> [Given problem] From the entries below, extract every line that contains the word "instance", and copy each of those lines in full.

> [Records for processing]
═══
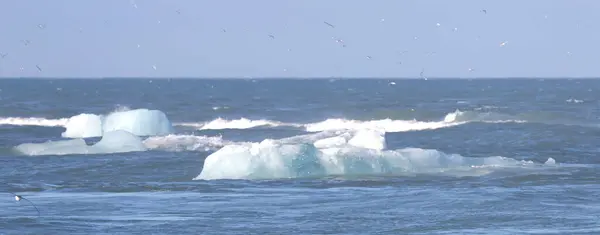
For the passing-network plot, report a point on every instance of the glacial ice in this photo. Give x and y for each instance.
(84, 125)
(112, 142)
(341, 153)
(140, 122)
═══
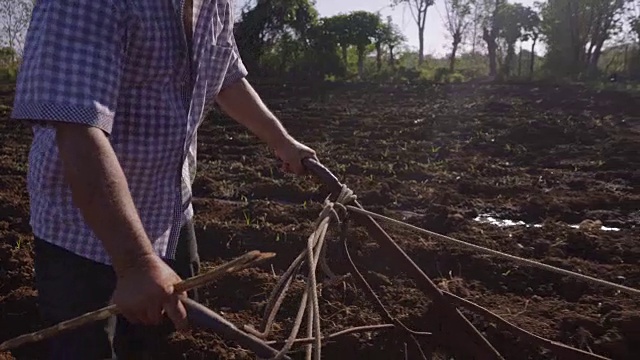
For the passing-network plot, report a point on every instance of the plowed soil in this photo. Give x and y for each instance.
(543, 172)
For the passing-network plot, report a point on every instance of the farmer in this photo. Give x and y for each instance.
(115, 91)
═══
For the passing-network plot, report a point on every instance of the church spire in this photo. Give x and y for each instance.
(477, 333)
═══
> [Response to this task]
For the passing-network plot, report a point on every instance of the glacial ice in this photo. Give x and y for each instance.
For the passing-network plot, report a point on every instance of the plowed soil in this photo. Give x and y for each instance.
For the passing-network plot, report a point on every instance of the farmer in this photo. Give x and y for each instance.
For the passing-network plot, report a point on every instance of the church spire in this photo. Give x and y for each instance.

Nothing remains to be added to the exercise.